Text extract:
/---
If firm fine-grained interactions exist between components from different modalities describing a common phenomenon, then these interactions are essential to consider in the corresponding decision-making model. For example, considering the interactions between stock data, news articles, and discussion boards can boost the performance of a model for predicting stock movements [27]. Concatenation-based approaches, which depend only on the globally encoded information from every modality, neglect such important fine-grained information [57]. This problem becomes severe in the case of complex modality information. To find the direct relations and correspondences between components from multiple modalities and allow this component-level information to be utilized, an attention-based gate mechanism is proposed to enable a classifier to extract the components from one modality that are most relevant to components from another modality. Attention [2] can be described as a mechanism for mapping a value to an output in accordance with weights based on the correspondence between a query and a key. An attention-based gate mechanism can assign higher weights to related components from different feature modalities.

For simplicity, we consider modalities x_i and x_j as an example. As shown in Fig. 7, in the proposed attention-based gate mechanism, the set of compressed representations from the modality x_i autoencoder is denoted by $\boldsymbol {H}_{i}=[\boldsymbol {h}_{i1},\boldsymbol {h}_{i2},\cdots ,\boldsymbol {h}_{im}]\in {\mathbb {R}^{d_{i}\times {m}}}$, whereas the set of compressed representations from the modality x_j autoencoder is denoted by $\boldsymbol {H}_{j}=[\boldsymbol {h}_{j1},\boldsymbol {h}_{j2},\cdots ,\boldsymbol {h}_{jm}]\in {\mathbb {R}^{d_{j}\times {m}}}$. Here, d_i and d_j represent the hidden layer sizes.
\---
What this exercise asks:
**A.** In the passage on the attention-based gate mechanism, swap "autoencoder" for "encoder" and reproduce it starting with "For simplicity, we" and going on through "hidden layer sizes.".
**B.** Write the next part of the passage on the attention-based gate mechanism, picking up after its final sentence.

Dataset excerpts on object pointing:
/---
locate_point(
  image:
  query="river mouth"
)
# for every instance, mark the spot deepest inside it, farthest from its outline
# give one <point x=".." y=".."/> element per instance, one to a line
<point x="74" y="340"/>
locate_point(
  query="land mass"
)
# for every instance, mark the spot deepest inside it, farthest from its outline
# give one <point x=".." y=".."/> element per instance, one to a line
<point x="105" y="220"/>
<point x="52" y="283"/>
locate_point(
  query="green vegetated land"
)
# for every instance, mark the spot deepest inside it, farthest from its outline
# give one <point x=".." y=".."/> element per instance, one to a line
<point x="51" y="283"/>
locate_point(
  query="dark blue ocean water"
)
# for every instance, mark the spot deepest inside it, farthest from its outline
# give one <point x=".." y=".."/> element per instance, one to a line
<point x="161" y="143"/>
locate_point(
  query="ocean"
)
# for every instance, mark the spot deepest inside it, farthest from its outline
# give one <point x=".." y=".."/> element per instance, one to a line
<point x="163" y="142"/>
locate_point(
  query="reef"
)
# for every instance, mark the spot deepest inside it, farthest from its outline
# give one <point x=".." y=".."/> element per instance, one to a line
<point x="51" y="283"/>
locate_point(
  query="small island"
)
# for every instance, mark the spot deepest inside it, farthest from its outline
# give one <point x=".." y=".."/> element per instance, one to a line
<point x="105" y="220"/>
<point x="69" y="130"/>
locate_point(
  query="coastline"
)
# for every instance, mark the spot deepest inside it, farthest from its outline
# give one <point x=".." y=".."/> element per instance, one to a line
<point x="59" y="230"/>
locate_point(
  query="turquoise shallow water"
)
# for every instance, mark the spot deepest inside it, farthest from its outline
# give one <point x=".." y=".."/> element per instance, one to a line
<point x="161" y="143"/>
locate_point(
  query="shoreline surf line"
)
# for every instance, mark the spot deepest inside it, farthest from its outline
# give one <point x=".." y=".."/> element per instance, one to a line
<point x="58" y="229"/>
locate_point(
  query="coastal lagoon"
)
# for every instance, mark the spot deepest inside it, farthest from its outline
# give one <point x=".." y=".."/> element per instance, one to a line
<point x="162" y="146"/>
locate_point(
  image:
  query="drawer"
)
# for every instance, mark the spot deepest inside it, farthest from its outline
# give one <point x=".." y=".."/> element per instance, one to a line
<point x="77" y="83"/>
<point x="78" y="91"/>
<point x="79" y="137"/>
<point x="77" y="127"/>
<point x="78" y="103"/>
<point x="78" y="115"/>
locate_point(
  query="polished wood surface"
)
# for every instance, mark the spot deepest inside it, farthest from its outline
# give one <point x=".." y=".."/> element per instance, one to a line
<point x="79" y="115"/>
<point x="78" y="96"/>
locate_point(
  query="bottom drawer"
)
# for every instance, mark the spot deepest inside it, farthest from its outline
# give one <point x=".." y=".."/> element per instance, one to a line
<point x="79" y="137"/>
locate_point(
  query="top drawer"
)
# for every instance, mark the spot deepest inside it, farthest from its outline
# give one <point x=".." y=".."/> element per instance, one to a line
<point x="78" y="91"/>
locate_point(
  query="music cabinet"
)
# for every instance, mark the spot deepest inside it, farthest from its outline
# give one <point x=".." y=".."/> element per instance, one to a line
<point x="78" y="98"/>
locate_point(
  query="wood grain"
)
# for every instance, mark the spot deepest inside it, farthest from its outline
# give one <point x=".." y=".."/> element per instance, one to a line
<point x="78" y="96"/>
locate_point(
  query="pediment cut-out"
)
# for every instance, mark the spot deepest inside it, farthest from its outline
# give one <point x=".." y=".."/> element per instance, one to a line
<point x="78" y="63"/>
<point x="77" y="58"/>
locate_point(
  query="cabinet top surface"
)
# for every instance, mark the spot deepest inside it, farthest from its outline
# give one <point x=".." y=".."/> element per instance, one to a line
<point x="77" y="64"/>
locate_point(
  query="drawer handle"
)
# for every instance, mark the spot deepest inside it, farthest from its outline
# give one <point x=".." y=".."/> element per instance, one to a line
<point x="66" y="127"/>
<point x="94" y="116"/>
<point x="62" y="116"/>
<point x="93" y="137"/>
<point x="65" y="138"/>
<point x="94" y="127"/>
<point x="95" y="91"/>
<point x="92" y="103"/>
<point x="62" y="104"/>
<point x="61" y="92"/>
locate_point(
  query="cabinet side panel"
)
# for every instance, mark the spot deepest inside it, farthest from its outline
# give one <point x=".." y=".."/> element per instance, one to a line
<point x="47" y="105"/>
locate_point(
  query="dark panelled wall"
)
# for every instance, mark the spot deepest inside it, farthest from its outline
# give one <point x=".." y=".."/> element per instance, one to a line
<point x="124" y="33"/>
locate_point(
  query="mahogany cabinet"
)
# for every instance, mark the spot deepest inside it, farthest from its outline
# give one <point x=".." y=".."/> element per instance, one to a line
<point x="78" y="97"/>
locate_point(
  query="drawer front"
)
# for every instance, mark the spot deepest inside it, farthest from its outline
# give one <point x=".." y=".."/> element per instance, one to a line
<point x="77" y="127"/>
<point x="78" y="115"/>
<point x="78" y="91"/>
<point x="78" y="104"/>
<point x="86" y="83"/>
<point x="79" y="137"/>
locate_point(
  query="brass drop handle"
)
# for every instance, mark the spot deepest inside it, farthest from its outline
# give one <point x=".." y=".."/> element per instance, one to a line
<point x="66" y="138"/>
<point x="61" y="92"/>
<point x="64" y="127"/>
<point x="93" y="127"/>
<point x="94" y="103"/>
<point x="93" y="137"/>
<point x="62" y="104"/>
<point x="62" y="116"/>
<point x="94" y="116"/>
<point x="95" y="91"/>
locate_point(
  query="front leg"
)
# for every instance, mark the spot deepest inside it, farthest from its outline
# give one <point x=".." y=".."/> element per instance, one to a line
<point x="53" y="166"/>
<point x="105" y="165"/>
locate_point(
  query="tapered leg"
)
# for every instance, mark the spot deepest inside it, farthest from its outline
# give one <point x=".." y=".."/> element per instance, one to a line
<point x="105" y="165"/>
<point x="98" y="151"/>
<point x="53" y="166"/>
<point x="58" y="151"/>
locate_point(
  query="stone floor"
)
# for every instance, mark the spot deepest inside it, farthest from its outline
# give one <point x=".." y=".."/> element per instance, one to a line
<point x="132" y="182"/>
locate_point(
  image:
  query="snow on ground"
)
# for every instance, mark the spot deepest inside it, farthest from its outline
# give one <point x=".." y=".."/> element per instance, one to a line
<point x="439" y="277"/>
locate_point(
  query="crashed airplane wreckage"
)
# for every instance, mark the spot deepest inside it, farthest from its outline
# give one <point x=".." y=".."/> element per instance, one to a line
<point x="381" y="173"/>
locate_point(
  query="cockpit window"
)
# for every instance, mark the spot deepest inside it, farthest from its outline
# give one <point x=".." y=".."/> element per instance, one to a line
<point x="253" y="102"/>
\---
Answers below:
**A.**
For simplicity, we consider modalities x_i and x_j as an example. As shown in Fig. 7, in the proposed attention-based gate mechanism, the set of compressed representations from the modality x_i encoder is denoted by $\boldsymbol {H}_{i}=[\boldsymbol {h}_{i1},\boldsymbol {h}_{i2},\cdots ,\boldsymbol {h}_{im}]\in {\mathbb {R}^{d_{i}\times {m}}}$, whereas the set of compressed representations from the modality x_j encoder is denoted by $\boldsymbol {H}_{j}=[\boldsymbol {h}_{j1},\boldsymbol {h}_{j2},\cdots ,\boldsymbol {h}_{jm}]\in {\mathbb {R}^{d_{j}\times {m}}}$. Here, d_i and d_j represent the hidden layer sizes.

**B.**
$$ \begin{array}{ll} &\boldsymbol{q}=\boldsymbol{H}_{i}\boldsymbol{w}_{q}\in{\mathbb{R}^{d_{i}}},\\ &\boldsymbol{k}=\boldsymbol{H}_{j}\boldsymbol{w}_{k}\in{\mathbb{R}^{d_{j}}},\\ &\boldsymbol{v}=\boldsymbol{H}_{j}\boldsymbol{w}_{v}\in{\mathbb{R}^{d_{j}}}, \end{array} $$

(8)

where w_q, w_k, and w_v $\in {\mathbb {R}^{m}}$ are learnable parameters. q, k, and v are referred to as the query vector, the key vector, and the value vector, respectively.

$$ \boldsymbol{W}_{att}=softmax\left( \frac{\boldsymbol{q}\boldsymbol{k}^{T}}{\sqrt{d_{2}}}\right)\in{\mathbb{R}^{d_{i} \times{d_{j}}}}, $$

(9)

where W_att is a scaled attention weight matrix. The (s,t)-th value in the attention matrix W_att measures the relationship between the s-th value from modality x_i and the t-th value from modality x_j. The value range of the elements in every row of this matrix is between 0 and 1, and the sum of all elements in the same row is equal to 1; these elements represent the weights assigned to every column of the value matrix. The vector $\boldsymbol {v}^{T}\in \mathbb {R}^{d_{j}}$ is expanded to the matrix $\boldsymbol {V}_{rep}\in \mathbb {R}^{d_{i}\times {d_{j}}}$. W_att ∘V_rep, which denotes the element-wise product between W_att and V_rep, represents the operation of filtering V_rep by W_att. In this operation, every element in the same column of V_rep is fine-tuned by means of the corresponding weight in W_att. If the s-th value of x_i is strongly related to the t-th value of x_j, the latter will be amplified by the corresponding weight in W_att. Otherwise, the t-th value of x_j will be reduced.

$$ \begin{array}{ll} &\boldsymbol{V}_{rep}=repeat(\boldsymbol{v}^{T})\in\mathbb{R}^{d_{i}\times{d_{j}}},\\ &\boldsymbol{\widetilde{V}}=\boldsymbol{W}_{att}\circ{\boldsymbol{V}_{rep}}\in\mathbb{R}^{d_{i}\times{d_{j}}}, \\ &\boldsymbol{h}_{s}=\sum\limits_{k=1}^{d_{2}}{\boldsymbol{\widetilde{V}}_{sk}\in\mathbb{R}^{d_{i}}}. \end{array} $$

(10)

Here, h_s represents the weighted sum of the elements along each column of x_j. Through an FNN, the latent vector h_s is transformed into the outputs $\hat {\boldsymbol {x}}_{i}$.

$$ \begin{array}{ll} &LT_{l} = \mathbb{E}(\boldsymbol{x}_{i}-\hat{\boldsymbol{x}}_{i})^{2},\\ &LT = \sum\limits_{l=1}^{n(n-1)/2}LT_{l}. \end{array} $$

(11)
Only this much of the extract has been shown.